Starting at the line that contains "For this dataset, tag each instance of the overcast" and stopping after the line that contains "[[298, 105]]", write out only those lines again, with every coordinate in the answers multiplied by 1.3 and rounded to a whole number, halves rounded up. Leave the wording of the request untouched.

Dataset excerpts on object pointing
□ □ □

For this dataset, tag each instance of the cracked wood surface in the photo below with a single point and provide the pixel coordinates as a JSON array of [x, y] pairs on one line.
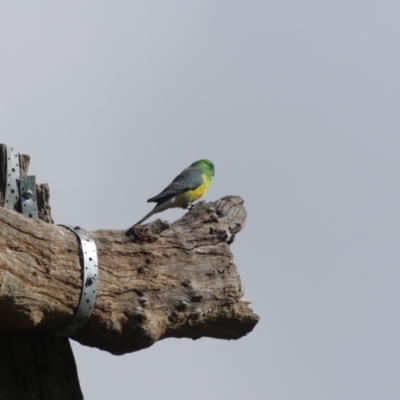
[[156, 281]]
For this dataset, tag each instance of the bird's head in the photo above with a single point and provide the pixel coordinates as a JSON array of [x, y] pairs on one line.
[[206, 165]]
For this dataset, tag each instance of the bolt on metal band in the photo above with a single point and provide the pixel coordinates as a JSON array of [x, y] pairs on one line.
[[12, 194], [27, 186], [89, 283]]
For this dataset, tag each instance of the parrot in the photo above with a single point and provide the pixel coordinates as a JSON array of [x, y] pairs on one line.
[[185, 189]]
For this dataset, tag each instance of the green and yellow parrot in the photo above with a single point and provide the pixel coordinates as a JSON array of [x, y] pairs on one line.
[[185, 189]]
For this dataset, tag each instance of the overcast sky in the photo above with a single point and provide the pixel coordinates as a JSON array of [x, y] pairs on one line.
[[298, 105]]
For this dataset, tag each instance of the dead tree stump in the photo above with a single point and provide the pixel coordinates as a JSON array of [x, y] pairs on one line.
[[156, 281]]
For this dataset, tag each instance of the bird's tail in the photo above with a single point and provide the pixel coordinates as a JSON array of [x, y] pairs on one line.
[[153, 211]]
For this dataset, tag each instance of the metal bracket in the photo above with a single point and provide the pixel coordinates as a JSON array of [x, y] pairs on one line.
[[27, 189], [11, 195], [89, 283]]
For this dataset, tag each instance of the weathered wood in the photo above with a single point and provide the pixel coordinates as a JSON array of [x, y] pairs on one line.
[[155, 281], [33, 364]]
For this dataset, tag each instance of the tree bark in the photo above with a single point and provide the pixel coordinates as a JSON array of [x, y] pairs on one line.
[[33, 364], [156, 281]]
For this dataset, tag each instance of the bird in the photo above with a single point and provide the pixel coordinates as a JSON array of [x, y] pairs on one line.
[[185, 189]]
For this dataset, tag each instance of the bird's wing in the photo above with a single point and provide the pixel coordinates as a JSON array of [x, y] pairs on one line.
[[189, 179]]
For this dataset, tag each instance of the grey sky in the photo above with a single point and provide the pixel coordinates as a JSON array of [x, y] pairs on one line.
[[297, 104]]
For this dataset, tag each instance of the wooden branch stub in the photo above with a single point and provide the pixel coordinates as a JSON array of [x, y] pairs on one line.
[[156, 281]]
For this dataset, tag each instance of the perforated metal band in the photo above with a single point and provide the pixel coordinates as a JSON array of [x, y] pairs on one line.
[[89, 283], [27, 186], [12, 195]]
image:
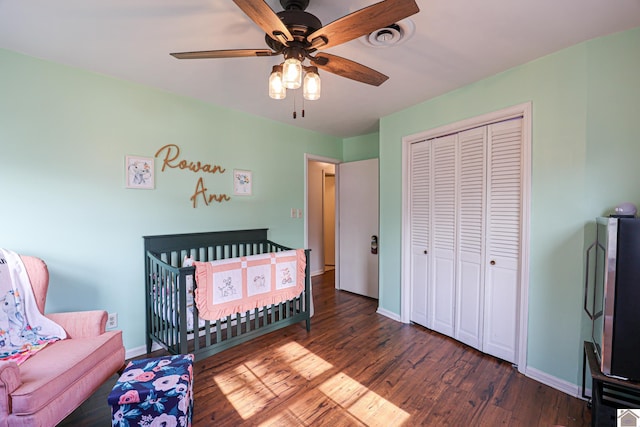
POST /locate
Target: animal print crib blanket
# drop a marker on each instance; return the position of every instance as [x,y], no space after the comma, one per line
[23,329]
[235,285]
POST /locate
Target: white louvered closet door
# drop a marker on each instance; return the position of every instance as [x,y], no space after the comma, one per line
[420,193]
[470,226]
[504,216]
[443,226]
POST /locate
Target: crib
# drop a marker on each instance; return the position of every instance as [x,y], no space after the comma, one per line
[172,319]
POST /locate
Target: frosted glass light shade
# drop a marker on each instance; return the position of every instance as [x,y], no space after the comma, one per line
[276,87]
[292,73]
[311,90]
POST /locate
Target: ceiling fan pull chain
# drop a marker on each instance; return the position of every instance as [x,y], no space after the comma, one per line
[294,106]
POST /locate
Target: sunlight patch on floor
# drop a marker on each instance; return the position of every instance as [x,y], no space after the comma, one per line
[340,398]
[246,392]
[365,405]
[308,364]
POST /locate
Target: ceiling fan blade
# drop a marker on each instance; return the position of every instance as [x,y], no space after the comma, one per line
[349,69]
[260,13]
[231,53]
[362,22]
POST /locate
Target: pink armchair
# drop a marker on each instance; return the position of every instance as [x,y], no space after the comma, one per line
[51,384]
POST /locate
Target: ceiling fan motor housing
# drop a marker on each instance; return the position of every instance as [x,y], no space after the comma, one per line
[294,4]
[300,25]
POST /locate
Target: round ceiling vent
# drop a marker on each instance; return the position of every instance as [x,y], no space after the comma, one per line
[391,35]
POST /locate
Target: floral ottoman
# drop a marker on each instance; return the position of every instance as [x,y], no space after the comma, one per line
[155,391]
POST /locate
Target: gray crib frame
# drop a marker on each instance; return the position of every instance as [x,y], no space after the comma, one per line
[163,255]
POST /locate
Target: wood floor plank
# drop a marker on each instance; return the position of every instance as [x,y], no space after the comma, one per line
[358,368]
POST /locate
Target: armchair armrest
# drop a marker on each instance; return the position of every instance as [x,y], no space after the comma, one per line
[80,324]
[9,381]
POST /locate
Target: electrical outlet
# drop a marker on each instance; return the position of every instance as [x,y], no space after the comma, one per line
[112,321]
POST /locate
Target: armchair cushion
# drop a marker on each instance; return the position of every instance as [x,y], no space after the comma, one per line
[67,370]
[82,323]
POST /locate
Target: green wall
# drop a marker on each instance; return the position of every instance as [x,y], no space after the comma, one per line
[362,147]
[585,149]
[64,135]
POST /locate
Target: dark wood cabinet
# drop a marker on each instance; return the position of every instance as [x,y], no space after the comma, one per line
[607,393]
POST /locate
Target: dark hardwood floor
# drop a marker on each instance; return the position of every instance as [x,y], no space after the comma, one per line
[358,368]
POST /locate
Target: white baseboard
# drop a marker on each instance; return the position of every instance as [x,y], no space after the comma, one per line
[388,314]
[554,382]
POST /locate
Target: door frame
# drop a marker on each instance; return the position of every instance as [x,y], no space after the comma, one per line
[521,110]
[314,158]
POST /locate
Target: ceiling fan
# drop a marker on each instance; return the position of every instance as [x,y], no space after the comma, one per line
[298,35]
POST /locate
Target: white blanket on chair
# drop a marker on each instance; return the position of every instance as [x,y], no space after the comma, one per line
[23,329]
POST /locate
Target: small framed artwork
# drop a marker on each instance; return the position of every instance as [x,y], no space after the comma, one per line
[139,172]
[242,182]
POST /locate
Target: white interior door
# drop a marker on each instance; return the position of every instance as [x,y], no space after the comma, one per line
[358,224]
[470,262]
[420,202]
[504,222]
[444,234]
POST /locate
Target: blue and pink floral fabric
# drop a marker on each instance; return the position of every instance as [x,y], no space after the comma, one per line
[154,392]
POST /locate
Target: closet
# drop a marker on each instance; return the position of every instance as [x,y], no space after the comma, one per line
[465,218]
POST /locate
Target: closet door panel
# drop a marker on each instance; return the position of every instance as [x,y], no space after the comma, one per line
[504,222]
[471,205]
[444,233]
[420,193]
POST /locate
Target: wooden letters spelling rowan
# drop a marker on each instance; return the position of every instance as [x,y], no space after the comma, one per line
[171,160]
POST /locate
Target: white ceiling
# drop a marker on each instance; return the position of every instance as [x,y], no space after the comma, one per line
[455,43]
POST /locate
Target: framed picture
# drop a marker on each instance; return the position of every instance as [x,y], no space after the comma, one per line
[139,171]
[242,182]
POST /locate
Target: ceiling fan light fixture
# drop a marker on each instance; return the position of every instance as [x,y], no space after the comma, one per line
[276,86]
[312,84]
[292,73]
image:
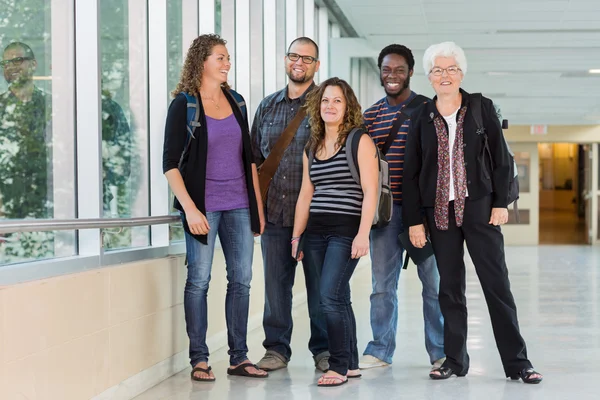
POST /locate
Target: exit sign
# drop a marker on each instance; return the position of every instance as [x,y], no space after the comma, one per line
[539,129]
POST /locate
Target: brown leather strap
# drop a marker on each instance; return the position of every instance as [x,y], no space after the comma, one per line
[267,169]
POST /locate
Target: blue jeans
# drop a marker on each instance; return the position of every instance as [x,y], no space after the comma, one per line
[280,272]
[237,241]
[333,255]
[386,262]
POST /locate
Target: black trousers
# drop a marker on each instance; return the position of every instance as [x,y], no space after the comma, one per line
[486,247]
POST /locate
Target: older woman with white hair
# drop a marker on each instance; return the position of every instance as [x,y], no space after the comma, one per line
[444,173]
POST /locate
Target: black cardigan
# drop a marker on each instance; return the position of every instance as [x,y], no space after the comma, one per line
[421,160]
[193,169]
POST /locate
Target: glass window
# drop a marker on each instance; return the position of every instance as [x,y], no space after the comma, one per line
[123,55]
[523,161]
[36,126]
[175,63]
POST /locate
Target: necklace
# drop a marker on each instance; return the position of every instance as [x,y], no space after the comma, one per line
[216,104]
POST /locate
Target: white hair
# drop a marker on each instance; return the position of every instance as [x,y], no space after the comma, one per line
[445,49]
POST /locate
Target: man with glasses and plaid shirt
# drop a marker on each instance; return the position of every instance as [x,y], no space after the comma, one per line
[273,115]
[25,189]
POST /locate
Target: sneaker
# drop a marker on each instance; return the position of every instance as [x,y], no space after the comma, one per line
[272,361]
[323,364]
[368,361]
[438,363]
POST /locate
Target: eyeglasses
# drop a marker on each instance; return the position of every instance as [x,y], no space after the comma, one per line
[305,59]
[450,70]
[14,61]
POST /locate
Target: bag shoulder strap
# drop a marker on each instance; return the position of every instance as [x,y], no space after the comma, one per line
[352,142]
[239,100]
[274,158]
[476,106]
[403,115]
[192,122]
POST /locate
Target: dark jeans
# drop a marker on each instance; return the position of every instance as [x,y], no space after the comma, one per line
[280,272]
[333,255]
[237,241]
[486,247]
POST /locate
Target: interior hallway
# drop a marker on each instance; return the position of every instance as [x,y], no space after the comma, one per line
[557,290]
[561,227]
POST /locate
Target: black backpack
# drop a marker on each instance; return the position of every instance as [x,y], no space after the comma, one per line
[487,161]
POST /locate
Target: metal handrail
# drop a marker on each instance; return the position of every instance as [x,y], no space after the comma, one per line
[41,225]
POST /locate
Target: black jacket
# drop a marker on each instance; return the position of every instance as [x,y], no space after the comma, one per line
[193,167]
[421,160]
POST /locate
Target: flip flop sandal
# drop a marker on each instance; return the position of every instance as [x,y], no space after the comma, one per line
[337,378]
[241,370]
[206,371]
[444,373]
[526,375]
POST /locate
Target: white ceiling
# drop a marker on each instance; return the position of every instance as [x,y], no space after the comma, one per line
[531,57]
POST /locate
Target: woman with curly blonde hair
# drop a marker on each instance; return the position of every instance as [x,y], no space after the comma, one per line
[211,171]
[334,213]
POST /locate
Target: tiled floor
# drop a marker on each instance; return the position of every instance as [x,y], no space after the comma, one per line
[557,290]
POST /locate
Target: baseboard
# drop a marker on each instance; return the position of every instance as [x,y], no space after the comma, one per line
[148,378]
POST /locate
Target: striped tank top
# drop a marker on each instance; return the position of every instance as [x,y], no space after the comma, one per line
[336,205]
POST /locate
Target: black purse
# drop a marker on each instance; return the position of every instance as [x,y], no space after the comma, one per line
[418,255]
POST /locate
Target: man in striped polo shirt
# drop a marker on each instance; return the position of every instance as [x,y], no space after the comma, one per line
[396,64]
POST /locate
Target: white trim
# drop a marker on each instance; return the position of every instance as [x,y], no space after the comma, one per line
[148,378]
[158,92]
[241,60]
[63,122]
[270,46]
[309,19]
[89,131]
[189,24]
[206,16]
[595,149]
[323,42]
[228,29]
[291,21]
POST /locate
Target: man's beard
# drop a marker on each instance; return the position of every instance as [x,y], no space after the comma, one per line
[404,86]
[304,79]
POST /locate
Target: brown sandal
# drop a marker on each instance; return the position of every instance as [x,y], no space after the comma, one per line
[204,370]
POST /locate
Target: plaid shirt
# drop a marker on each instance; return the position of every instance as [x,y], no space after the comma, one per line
[273,115]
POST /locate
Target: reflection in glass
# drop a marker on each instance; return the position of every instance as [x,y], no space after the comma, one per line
[175,63]
[27,184]
[523,161]
[124,120]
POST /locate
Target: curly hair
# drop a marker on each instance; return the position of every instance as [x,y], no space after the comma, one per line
[400,50]
[191,74]
[353,117]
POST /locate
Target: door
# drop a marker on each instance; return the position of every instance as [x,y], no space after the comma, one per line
[526,232]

□ □ □

Response to this exercise
For this dataset, tag each instance of the overcast sky in the photo above with a single point and provide the pixel coordinates as a JSON array of [x, y] pairs on one line.
[[387, 137]]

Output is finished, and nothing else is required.